任务提示 A: 请统计记录中含有字符串“drawer”的行数(区分大小写),只给出数字。

文档节选:
════════════════════

新时期陕北说书的发展和社会功能

2018-03-07 12:17
渭南师范学院学报 2018年11期
关键词:陕北艺人

张 统 宣

(渭南师范学院 报刊社,陕西 渭南 714099)

陕北,指陕西北部,行政区划包括榆林和延安两个地区。这里是中国黄土高原的中心部分,经过沟壑分割,留存下来的高原面构成了独特的地貌类型,如塬、梁、峁、沟、洼等。陕北是中华文明重要的发祥地,经过人类数千年历史的积淀,孕育形成了信天游、伞头秧歌、说书、道情、酒曲等原生态民间文化艺术。

从古至今,陕北说书多以师徒口耳相传,内容上囊括了民间神话传说、历史人物历史故事、陕北人民的日常生活、男女之间的爱情故事以及近现代战争等许多方面;演出形式简洁灵活,庭院村巷、田间地头、街头巷尾等等都可以成为陕北说书的演出舞台;演出道具是我国传统的民族乐器,起初一把琵琶或三弦,随着陕北说书的发展开始融入更多的乐器。语言上本土化现象突出,通俗易懂。

════════════════════

关于物体出现位置的数据集记录
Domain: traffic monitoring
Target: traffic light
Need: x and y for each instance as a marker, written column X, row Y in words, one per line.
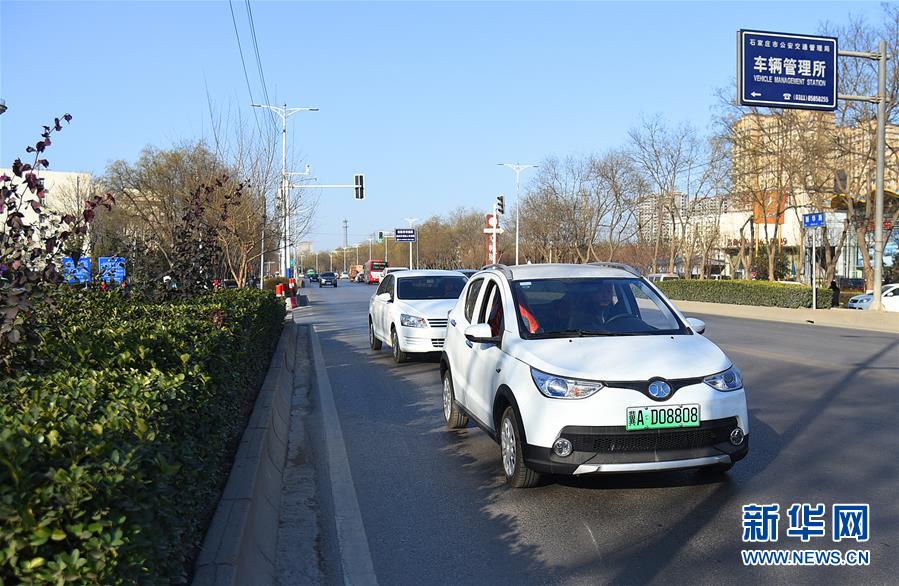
column 358, row 182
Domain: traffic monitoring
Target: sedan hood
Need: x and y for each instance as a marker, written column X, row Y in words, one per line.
column 432, row 308
column 622, row 358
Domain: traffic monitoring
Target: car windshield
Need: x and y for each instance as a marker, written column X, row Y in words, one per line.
column 577, row 307
column 443, row 287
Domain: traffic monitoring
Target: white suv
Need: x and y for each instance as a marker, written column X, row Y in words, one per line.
column 409, row 310
column 578, row 369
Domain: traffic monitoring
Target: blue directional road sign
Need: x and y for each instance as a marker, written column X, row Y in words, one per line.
column 782, row 70
column 112, row 268
column 404, row 234
column 76, row 274
column 815, row 220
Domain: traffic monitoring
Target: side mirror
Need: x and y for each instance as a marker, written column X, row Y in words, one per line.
column 481, row 334
column 697, row 325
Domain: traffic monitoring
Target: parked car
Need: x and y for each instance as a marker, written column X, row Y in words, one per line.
column 327, row 279
column 889, row 299
column 408, row 311
column 656, row 277
column 582, row 369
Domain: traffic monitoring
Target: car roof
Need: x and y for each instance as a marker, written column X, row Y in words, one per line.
column 426, row 273
column 563, row 271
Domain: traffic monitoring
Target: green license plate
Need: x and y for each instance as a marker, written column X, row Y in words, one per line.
column 662, row 417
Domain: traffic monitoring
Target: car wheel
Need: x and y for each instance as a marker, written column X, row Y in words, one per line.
column 518, row 475
column 455, row 418
column 373, row 340
column 398, row 355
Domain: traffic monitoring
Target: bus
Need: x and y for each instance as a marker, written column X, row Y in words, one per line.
column 373, row 271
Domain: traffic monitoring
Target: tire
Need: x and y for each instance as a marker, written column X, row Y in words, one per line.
column 373, row 341
column 518, row 475
column 452, row 414
column 398, row 355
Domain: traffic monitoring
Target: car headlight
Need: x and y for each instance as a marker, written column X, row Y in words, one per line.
column 557, row 387
column 729, row 380
column 413, row 321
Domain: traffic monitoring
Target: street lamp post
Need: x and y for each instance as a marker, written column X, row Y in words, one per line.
column 411, row 225
column 518, row 169
column 284, row 112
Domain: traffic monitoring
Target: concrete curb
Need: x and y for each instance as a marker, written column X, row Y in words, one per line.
column 837, row 318
column 356, row 565
column 241, row 544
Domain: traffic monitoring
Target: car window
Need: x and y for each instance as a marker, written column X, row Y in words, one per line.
column 382, row 288
column 431, row 287
column 472, row 297
column 491, row 311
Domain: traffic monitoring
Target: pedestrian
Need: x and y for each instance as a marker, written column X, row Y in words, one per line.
column 834, row 295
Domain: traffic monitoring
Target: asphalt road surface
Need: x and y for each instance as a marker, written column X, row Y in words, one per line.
column 824, row 410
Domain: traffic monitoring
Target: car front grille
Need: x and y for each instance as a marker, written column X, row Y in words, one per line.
column 615, row 439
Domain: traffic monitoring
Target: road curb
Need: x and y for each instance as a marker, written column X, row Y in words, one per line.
column 240, row 546
column 352, row 544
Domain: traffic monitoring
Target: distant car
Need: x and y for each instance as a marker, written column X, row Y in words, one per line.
column 889, row 299
column 327, row 279
column 409, row 309
column 657, row 277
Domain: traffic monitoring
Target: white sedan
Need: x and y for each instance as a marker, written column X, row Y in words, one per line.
column 408, row 311
column 889, row 299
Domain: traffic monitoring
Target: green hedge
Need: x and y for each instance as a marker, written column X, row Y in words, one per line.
column 763, row 293
column 116, row 441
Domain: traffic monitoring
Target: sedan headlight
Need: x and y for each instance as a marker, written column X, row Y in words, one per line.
column 557, row 387
column 413, row 321
column 729, row 380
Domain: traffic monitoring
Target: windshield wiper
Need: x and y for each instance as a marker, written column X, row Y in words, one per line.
column 572, row 334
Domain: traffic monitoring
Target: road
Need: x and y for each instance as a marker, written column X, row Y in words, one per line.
column 823, row 410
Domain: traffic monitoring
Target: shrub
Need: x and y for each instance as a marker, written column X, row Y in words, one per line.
column 116, row 442
column 764, row 293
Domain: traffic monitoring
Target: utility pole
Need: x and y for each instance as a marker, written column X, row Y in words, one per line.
column 284, row 112
column 880, row 99
column 345, row 244
column 518, row 169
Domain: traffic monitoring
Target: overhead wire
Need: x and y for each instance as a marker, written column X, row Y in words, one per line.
column 244, row 64
column 259, row 63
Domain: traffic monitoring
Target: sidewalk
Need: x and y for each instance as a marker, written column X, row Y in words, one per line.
column 840, row 318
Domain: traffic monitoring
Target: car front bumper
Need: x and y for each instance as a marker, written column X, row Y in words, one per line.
column 417, row 340
column 613, row 450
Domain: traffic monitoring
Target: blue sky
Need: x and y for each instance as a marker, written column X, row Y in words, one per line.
column 424, row 98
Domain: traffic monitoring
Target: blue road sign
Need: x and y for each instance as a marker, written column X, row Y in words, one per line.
column 404, row 234
column 815, row 220
column 111, row 268
column 782, row 70
column 76, row 274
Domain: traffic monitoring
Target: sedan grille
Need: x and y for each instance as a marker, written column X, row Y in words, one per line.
column 614, row 439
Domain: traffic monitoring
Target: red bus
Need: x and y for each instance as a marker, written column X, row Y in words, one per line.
column 373, row 271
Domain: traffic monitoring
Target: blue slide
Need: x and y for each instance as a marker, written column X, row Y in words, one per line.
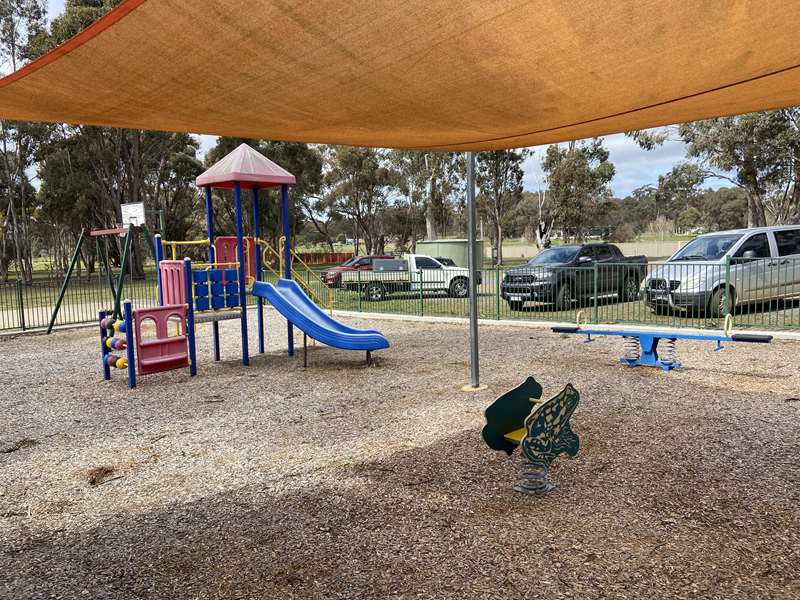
column 293, row 303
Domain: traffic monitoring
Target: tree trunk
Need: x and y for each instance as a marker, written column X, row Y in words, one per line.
column 756, row 216
column 499, row 238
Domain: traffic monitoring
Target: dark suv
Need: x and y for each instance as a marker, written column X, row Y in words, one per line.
column 563, row 274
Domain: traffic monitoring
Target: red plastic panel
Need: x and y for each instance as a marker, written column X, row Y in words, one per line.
column 226, row 252
column 162, row 353
column 173, row 284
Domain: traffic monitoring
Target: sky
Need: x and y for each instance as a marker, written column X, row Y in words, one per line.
column 634, row 167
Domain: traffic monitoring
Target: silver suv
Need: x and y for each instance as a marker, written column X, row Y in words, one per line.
column 753, row 265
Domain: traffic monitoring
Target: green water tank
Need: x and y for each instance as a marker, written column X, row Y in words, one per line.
column 457, row 250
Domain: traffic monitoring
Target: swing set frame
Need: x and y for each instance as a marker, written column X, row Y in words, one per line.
column 102, row 252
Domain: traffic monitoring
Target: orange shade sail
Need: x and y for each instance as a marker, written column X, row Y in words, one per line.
column 477, row 74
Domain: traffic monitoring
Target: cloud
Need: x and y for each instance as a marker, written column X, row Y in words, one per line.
column 634, row 167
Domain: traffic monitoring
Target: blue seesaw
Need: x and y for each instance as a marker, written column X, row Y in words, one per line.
column 641, row 347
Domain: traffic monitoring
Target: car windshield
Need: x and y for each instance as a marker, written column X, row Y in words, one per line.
column 708, row 247
column 560, row 255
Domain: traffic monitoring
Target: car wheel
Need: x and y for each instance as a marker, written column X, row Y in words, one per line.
column 563, row 297
column 629, row 290
column 459, row 288
column 717, row 302
column 375, row 291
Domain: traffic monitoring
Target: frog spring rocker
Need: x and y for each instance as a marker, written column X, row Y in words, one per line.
column 642, row 347
column 540, row 427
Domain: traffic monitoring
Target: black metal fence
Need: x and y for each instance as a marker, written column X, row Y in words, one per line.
column 763, row 294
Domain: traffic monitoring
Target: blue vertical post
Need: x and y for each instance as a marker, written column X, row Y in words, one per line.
column 287, row 255
column 260, row 300
column 103, row 348
column 187, row 276
column 159, row 248
column 129, row 343
column 210, row 223
column 237, row 197
column 212, row 257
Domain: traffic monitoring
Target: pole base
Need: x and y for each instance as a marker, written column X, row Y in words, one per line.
column 471, row 388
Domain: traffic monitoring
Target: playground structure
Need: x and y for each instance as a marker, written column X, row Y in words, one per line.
column 542, row 428
column 101, row 237
column 219, row 287
column 641, row 347
column 290, row 300
column 196, row 292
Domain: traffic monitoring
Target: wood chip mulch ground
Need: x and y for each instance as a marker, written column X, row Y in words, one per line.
column 343, row 481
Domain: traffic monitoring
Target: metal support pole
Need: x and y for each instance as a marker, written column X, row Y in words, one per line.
column 159, row 250
column 187, row 276
column 237, row 196
column 474, row 360
column 130, row 340
column 287, row 256
column 104, row 351
column 259, row 299
column 67, row 277
column 212, row 258
column 210, row 224
column 21, row 305
column 121, row 277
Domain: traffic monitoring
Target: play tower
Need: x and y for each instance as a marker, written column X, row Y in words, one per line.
column 219, row 287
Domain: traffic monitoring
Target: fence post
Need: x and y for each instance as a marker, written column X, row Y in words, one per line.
column 20, row 304
column 421, row 299
column 497, row 291
column 726, row 297
column 594, row 290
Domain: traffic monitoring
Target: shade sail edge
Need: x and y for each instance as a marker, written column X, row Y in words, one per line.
column 475, row 88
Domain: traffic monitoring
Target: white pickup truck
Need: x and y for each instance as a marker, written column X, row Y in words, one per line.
column 410, row 273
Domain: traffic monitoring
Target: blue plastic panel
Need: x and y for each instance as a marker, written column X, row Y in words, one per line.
column 299, row 309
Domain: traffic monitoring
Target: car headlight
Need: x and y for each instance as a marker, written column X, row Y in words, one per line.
column 691, row 284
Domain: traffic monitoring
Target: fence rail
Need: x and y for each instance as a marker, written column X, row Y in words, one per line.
column 762, row 293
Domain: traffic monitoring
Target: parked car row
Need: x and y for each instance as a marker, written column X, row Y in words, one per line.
column 712, row 274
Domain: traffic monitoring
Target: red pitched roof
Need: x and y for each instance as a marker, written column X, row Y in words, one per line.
column 247, row 166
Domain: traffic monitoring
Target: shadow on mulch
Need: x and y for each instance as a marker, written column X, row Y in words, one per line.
column 441, row 522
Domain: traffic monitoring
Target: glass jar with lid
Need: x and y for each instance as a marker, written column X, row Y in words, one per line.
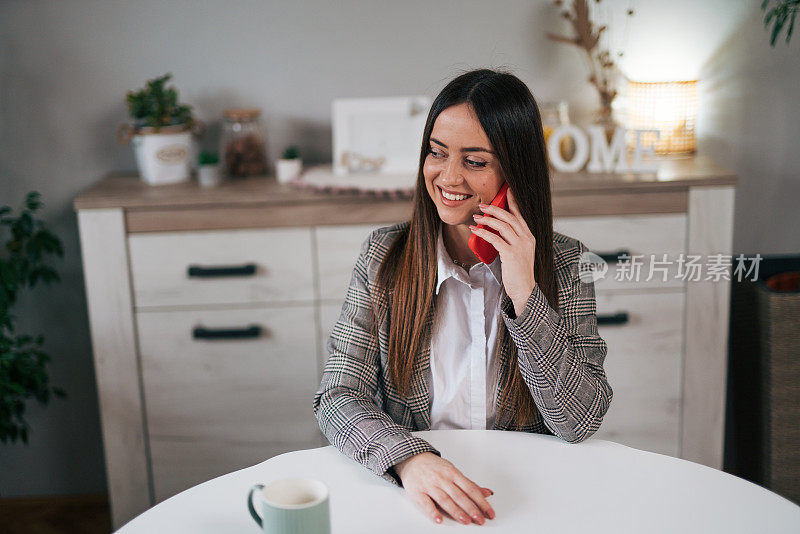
column 243, row 146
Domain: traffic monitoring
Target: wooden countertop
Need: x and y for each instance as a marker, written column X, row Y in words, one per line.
column 129, row 192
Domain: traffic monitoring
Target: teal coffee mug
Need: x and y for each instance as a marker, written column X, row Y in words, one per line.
column 291, row 506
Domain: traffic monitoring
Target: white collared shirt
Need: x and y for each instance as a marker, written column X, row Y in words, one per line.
column 463, row 342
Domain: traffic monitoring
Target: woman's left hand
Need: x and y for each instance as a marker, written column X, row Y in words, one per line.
column 516, row 247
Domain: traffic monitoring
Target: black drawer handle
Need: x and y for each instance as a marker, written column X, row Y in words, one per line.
column 203, row 272
column 613, row 257
column 226, row 333
column 613, row 318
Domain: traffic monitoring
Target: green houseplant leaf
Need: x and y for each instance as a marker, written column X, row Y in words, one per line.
column 779, row 14
column 23, row 365
column 156, row 105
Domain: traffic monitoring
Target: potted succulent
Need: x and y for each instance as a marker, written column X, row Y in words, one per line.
column 208, row 172
column 289, row 165
column 162, row 131
column 23, row 364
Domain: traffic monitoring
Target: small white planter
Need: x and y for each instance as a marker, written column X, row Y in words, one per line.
column 288, row 169
column 209, row 175
column 163, row 158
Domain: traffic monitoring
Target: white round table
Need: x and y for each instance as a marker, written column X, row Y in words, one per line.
column 541, row 484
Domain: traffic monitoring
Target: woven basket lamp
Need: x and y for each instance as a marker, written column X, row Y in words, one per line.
column 670, row 108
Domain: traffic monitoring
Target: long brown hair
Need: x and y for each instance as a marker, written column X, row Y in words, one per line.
column 406, row 279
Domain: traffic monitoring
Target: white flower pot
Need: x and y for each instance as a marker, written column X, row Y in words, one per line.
column 288, row 169
column 163, row 158
column 209, row 175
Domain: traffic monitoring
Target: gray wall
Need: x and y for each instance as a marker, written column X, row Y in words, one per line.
column 65, row 68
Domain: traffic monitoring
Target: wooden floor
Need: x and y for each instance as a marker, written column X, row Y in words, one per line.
column 84, row 514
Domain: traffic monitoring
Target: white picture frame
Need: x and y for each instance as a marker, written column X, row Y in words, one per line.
column 379, row 135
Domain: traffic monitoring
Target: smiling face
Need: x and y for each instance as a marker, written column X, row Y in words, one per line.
column 460, row 165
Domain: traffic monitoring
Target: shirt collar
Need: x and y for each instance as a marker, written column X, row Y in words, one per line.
column 446, row 268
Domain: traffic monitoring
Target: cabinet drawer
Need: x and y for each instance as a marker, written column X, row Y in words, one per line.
column 644, row 368
column 179, row 465
column 248, row 389
column 337, row 251
column 221, row 267
column 651, row 236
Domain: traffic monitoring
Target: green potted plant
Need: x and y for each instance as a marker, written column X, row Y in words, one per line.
column 208, row 172
column 23, row 365
column 289, row 165
column 162, row 130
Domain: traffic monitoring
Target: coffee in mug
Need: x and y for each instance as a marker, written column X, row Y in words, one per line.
column 291, row 506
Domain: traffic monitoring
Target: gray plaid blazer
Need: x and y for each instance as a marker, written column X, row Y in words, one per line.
column 560, row 357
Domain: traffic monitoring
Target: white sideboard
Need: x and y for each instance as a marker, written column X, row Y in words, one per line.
column 210, row 313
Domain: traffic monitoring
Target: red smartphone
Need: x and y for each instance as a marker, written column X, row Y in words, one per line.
column 482, row 248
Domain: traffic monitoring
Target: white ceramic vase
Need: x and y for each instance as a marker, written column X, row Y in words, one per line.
column 164, row 157
column 288, row 169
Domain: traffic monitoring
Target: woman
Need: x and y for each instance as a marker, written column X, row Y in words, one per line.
column 429, row 337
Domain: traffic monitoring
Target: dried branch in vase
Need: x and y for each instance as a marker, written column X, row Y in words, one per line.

════════════════════

任务提示 B: 请根据上文关于陕北说书的文档节选,判断以下说法是否与之相符,逐条回答“是”或“否”,并原文引用起决定作用的字句:(i) 陕北的行政区划包括榆林和延安两个地区;(ii) 陕北说书起初的演出道具是一把二胡;(iii) 陕北说书多以师徒口耳相传。

预期输出 A: 2

预期输出 B:
(i) 是。“行政区划包括榆林和延安两个地区”
(ii) 否。“起初一把琵琶或三弦”
(iii) 是。“陕北说书多以师徒口耳相传”